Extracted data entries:

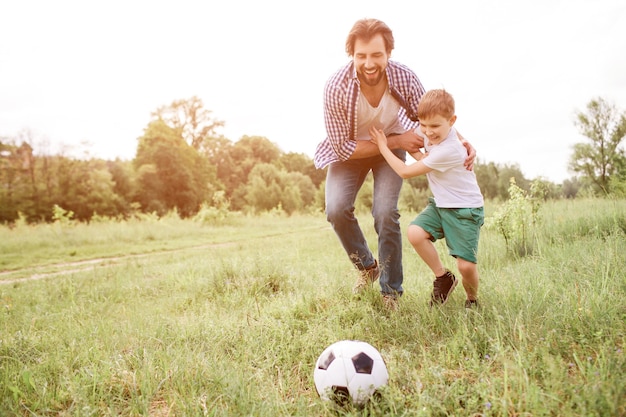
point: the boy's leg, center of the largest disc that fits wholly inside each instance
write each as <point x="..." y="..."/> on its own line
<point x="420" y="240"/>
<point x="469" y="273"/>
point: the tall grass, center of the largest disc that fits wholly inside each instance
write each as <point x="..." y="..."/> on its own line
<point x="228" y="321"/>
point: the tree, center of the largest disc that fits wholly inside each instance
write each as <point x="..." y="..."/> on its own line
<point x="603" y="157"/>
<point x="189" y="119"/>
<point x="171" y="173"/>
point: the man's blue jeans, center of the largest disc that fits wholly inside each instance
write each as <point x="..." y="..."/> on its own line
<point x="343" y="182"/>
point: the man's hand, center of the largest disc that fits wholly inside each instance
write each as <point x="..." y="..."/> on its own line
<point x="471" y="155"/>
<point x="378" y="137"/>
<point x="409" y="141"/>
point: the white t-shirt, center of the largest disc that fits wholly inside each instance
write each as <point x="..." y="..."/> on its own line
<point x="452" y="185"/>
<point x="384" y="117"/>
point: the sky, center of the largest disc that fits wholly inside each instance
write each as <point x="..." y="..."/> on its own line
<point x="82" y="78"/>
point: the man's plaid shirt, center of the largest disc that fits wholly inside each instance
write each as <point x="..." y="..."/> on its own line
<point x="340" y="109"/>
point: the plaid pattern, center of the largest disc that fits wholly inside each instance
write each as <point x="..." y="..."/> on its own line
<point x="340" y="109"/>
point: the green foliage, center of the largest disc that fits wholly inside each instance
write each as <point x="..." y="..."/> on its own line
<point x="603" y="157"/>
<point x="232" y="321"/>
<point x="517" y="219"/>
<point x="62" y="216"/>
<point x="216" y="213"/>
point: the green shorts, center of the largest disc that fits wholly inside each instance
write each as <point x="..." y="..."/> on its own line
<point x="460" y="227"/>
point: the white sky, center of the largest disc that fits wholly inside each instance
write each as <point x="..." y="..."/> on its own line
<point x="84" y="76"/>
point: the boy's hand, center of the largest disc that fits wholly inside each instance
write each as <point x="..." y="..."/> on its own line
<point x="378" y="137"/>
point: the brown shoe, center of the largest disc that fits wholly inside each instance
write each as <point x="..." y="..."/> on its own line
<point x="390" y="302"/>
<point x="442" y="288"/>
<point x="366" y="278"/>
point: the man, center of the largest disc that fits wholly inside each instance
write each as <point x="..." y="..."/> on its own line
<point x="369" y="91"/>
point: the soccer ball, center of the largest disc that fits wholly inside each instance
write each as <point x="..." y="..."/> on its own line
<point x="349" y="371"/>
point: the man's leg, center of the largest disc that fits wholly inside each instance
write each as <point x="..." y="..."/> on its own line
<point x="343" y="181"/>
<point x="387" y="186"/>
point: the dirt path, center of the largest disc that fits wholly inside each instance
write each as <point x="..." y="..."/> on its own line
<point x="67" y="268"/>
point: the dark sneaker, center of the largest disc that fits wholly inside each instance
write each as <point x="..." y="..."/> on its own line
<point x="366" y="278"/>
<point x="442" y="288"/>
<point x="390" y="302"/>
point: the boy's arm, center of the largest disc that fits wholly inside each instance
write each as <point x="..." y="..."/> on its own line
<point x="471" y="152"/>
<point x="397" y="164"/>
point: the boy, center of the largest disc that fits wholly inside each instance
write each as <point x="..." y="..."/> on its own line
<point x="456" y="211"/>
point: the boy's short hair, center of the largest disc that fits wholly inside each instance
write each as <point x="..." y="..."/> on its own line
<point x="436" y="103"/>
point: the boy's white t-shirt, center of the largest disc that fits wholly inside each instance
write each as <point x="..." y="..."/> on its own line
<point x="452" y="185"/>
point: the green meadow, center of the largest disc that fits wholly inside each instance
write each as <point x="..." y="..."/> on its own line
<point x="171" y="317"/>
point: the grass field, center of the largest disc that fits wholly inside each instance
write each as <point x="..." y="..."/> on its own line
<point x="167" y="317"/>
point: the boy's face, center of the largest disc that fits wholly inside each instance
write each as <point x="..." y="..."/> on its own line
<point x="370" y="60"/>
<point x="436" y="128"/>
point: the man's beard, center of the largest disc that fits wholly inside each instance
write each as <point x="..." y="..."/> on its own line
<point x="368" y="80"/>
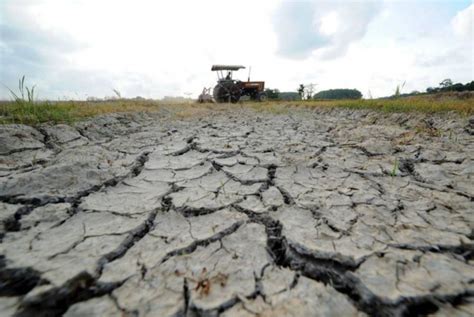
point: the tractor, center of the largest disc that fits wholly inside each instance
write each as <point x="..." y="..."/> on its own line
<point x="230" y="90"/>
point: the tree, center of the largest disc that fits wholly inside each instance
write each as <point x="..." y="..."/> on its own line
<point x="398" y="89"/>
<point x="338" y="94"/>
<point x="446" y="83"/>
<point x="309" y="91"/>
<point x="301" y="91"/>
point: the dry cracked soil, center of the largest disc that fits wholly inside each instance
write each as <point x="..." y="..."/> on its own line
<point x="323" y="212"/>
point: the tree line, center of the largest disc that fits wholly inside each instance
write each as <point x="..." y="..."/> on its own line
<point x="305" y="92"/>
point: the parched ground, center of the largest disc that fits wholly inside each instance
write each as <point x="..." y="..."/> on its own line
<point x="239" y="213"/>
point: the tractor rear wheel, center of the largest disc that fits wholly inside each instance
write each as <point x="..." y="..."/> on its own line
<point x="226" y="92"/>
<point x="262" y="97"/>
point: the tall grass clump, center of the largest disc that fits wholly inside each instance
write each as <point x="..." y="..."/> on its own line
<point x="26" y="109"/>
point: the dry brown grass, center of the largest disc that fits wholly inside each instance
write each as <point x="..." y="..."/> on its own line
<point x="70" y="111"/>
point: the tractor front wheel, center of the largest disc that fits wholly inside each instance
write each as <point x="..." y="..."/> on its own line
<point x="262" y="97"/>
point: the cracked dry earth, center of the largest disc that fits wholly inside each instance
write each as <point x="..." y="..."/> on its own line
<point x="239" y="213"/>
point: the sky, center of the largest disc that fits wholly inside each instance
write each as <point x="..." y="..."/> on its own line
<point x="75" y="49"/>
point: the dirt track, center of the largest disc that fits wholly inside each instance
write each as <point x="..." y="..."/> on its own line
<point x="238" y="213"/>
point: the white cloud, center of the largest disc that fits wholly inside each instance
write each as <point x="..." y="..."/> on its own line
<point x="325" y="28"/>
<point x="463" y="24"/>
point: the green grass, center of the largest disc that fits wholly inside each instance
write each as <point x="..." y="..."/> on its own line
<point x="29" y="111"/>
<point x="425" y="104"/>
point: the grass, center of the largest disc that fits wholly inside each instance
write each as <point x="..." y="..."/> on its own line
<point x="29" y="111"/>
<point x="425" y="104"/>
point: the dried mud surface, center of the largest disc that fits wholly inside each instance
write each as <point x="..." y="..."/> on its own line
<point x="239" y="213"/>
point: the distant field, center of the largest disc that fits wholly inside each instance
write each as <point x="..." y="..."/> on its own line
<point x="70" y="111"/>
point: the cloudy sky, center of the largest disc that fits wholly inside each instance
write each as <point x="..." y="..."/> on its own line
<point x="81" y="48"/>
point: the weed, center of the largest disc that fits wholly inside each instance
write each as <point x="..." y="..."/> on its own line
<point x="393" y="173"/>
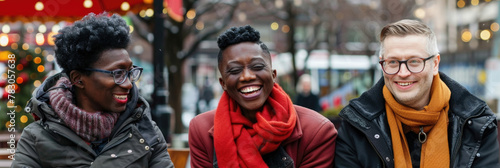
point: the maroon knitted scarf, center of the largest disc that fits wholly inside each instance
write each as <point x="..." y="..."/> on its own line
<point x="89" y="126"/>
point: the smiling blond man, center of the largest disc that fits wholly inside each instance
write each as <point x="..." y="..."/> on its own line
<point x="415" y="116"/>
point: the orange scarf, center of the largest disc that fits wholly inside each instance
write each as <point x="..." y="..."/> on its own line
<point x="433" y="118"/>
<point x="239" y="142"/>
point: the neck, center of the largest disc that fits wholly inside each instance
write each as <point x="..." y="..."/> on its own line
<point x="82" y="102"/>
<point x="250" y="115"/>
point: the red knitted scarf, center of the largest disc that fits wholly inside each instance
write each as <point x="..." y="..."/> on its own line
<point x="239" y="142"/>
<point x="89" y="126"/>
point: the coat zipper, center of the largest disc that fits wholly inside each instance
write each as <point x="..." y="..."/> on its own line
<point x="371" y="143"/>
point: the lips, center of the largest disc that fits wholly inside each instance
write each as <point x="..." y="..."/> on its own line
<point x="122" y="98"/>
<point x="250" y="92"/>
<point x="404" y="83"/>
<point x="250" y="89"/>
...
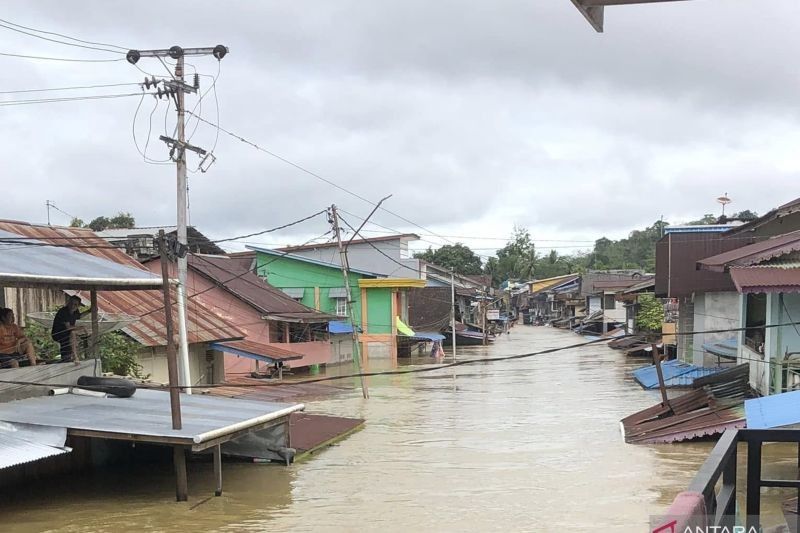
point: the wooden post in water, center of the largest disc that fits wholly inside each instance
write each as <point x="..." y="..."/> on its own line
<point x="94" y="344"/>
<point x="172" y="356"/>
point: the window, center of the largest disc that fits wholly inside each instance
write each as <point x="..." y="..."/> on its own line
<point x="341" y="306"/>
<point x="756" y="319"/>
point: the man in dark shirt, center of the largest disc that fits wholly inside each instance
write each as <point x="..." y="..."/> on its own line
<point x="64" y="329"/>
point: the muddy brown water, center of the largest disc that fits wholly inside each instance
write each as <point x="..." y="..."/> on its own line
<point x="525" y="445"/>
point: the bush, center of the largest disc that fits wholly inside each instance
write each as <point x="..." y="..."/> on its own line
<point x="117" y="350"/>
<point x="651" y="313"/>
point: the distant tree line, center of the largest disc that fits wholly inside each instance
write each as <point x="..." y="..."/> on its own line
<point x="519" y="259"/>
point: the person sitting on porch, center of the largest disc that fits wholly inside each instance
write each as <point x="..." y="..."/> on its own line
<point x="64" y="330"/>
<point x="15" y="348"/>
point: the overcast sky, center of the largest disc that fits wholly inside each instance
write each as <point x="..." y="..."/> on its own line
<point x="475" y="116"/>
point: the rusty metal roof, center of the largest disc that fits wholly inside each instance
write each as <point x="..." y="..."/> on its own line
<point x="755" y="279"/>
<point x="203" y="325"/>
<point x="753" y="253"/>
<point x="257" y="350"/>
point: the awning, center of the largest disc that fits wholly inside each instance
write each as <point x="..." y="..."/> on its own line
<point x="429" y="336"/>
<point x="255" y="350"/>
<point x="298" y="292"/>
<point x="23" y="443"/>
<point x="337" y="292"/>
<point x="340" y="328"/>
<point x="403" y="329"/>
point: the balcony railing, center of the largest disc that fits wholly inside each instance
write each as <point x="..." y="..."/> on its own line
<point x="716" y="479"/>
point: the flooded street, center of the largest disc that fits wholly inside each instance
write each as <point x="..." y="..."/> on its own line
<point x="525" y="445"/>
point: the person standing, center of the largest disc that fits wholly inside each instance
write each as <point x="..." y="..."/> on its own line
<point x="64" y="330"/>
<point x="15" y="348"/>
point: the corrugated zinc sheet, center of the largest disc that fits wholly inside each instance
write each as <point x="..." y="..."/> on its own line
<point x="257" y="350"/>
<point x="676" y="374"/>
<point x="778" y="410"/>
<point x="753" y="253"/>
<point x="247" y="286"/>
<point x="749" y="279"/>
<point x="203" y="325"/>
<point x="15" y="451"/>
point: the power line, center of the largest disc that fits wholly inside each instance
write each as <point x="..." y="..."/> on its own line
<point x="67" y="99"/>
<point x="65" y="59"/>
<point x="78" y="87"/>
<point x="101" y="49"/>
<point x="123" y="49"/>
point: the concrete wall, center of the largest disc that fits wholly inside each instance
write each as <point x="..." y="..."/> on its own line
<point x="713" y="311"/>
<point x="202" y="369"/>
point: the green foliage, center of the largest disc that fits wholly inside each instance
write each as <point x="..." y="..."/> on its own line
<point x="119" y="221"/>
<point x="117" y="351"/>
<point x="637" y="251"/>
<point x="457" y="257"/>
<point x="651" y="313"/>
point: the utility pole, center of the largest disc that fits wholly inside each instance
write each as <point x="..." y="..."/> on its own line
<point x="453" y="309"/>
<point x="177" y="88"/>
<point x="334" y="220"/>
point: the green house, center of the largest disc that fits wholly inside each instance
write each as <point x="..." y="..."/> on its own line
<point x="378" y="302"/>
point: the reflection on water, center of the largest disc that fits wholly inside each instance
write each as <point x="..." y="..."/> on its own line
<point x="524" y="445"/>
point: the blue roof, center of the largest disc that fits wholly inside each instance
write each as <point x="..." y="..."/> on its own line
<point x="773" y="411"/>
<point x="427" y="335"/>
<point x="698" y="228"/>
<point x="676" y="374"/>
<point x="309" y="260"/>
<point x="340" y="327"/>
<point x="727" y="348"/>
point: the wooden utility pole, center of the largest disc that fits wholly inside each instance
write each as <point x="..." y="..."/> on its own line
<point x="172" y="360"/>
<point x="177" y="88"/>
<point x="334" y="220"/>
* * *
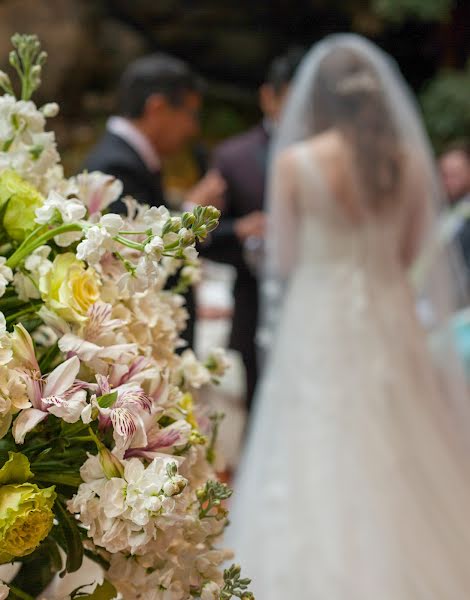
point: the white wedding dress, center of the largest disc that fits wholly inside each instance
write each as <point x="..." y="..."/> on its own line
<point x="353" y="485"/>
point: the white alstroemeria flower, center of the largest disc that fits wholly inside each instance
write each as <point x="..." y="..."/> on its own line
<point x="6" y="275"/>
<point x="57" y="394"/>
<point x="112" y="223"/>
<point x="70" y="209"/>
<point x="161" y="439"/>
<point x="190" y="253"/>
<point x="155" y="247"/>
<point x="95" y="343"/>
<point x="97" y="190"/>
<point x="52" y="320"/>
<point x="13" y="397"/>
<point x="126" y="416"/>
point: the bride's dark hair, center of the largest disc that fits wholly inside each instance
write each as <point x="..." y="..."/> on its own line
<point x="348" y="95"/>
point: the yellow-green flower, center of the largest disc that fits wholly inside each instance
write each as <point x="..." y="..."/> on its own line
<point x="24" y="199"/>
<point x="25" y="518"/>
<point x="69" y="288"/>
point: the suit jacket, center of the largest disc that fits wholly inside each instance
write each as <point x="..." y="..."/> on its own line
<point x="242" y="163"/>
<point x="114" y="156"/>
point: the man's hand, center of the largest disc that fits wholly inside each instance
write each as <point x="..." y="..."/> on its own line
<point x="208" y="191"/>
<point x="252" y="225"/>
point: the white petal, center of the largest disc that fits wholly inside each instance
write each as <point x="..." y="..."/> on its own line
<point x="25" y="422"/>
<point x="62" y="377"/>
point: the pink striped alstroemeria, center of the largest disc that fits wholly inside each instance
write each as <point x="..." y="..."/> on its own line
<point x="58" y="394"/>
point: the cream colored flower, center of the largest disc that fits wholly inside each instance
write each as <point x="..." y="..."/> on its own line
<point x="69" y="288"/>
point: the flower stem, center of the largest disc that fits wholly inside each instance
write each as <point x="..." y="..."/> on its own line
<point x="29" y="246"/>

**Assigned task**: Of the lines in the data, report each one containing the string "tractor".

**Response area**:
point: the tractor, center of the largest disc that fits wholly inside each instance
point: the tractor rear wheel, center of the largest disc that fits wholly inside each instance
point: the tractor front wheel, center of the largest disc that fits wholly inside each instance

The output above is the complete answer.